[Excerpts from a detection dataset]
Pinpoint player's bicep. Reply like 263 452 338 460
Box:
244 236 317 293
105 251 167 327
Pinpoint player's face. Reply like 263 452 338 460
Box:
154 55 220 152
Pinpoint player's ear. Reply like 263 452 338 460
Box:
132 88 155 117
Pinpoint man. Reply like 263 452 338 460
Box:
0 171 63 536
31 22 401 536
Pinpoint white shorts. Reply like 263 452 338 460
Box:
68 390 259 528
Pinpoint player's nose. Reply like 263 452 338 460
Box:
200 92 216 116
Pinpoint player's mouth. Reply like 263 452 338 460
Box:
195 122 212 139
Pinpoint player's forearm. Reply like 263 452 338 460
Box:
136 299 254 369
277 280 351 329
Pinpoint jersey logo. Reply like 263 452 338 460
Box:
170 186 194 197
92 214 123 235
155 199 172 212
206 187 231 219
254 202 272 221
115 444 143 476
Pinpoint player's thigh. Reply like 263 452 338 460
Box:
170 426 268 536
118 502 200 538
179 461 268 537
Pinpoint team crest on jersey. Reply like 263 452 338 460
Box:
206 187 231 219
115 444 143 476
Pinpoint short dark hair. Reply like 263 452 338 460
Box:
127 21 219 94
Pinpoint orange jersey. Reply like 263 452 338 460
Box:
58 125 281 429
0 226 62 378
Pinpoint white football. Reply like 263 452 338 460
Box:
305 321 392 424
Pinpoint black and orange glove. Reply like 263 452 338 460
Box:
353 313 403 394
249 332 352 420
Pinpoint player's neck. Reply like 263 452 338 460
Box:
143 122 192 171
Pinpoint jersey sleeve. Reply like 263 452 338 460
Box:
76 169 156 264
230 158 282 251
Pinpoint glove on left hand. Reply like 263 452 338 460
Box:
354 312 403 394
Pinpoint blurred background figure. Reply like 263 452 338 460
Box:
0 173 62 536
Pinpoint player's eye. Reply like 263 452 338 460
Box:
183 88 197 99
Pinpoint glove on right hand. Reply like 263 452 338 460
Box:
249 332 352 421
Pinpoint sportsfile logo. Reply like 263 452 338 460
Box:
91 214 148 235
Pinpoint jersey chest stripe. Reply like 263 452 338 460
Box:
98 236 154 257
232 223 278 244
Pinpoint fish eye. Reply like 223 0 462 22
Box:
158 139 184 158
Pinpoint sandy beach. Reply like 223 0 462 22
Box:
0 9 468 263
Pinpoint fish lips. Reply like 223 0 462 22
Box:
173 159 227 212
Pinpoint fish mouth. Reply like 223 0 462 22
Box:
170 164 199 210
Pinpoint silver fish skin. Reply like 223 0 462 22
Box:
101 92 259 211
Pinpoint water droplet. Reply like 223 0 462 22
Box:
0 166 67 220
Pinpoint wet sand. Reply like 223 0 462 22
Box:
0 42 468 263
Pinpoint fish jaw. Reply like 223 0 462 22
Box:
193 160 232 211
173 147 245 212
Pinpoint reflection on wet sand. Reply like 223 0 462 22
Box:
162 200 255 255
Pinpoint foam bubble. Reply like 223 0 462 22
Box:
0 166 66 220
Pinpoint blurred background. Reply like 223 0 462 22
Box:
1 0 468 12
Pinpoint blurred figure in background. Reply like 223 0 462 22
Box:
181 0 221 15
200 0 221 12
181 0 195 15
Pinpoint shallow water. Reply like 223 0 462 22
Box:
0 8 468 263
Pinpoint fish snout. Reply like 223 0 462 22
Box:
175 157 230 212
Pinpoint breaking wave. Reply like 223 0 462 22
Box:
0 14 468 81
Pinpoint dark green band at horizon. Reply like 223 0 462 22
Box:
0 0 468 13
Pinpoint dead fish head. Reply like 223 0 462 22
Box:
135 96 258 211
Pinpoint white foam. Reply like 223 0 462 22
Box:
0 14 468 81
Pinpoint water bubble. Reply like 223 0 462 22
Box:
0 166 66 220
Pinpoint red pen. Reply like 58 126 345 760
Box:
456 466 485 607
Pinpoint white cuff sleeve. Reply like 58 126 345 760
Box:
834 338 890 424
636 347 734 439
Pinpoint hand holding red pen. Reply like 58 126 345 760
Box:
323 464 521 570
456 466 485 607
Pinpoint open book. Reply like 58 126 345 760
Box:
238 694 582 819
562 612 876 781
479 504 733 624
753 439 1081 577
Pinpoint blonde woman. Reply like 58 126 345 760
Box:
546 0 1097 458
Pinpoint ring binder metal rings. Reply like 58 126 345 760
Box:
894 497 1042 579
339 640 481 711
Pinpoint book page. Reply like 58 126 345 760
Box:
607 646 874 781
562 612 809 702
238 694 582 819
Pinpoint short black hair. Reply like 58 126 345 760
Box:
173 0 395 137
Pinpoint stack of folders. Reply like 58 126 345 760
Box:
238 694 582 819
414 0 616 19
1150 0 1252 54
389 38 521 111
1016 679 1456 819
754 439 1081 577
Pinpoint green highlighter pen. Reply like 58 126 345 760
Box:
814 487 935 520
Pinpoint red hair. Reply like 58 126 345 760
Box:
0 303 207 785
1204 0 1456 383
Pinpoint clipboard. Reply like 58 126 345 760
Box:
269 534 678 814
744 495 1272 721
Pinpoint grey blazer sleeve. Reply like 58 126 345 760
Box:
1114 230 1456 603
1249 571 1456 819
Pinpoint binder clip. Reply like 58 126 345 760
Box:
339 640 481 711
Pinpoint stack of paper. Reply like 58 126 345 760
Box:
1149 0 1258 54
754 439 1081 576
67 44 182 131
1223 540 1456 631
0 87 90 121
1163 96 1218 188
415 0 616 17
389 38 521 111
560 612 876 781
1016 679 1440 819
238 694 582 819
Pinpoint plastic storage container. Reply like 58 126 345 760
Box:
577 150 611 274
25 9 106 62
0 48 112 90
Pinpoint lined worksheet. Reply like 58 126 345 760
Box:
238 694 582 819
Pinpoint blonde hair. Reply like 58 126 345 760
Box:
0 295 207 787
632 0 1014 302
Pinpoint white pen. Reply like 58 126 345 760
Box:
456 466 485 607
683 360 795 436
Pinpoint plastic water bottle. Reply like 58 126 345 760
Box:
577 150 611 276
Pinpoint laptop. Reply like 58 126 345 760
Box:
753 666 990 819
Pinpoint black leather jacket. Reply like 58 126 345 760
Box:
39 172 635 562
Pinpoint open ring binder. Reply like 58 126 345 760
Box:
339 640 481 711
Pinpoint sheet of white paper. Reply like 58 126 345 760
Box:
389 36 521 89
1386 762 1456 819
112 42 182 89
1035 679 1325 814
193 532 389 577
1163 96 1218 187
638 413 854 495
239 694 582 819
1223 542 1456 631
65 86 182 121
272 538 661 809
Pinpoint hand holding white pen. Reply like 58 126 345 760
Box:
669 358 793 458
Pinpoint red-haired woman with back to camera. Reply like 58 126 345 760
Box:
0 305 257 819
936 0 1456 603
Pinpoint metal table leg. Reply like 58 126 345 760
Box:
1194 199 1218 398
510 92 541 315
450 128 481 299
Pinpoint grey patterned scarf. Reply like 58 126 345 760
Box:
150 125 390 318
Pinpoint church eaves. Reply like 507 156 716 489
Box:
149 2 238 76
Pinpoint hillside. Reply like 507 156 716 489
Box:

--- Task instructions ---
Transcribe the lines of the data above verbatim, starting at the line that contains "Pinpoint sheet of" and ending at the line that contains "450 128 481 299", with both of those lines included.

--- Solved exercise ---
Pinpoint sheet of white paper. Reply like 58 126 345 760
Box:
389 36 521 89
1386 762 1456 819
112 42 182 89
1035 679 1325 814
193 532 389 577
1163 96 1218 187
638 413 854 495
239 694 582 819
1223 542 1456 631
65 86 182 121
272 538 661 809
Pinpoint hand holding white pen. Reply like 58 126 345 760
Box:
669 358 793 458
Pinpoint red-haired woman with back to camera. Reply like 58 126 345 760
Box:
0 305 257 819
936 0 1456 603
Pinpoint metal table leg. Reply like 58 126 345 760
Box:
1194 199 1218 398
510 92 541 315
450 128 481 299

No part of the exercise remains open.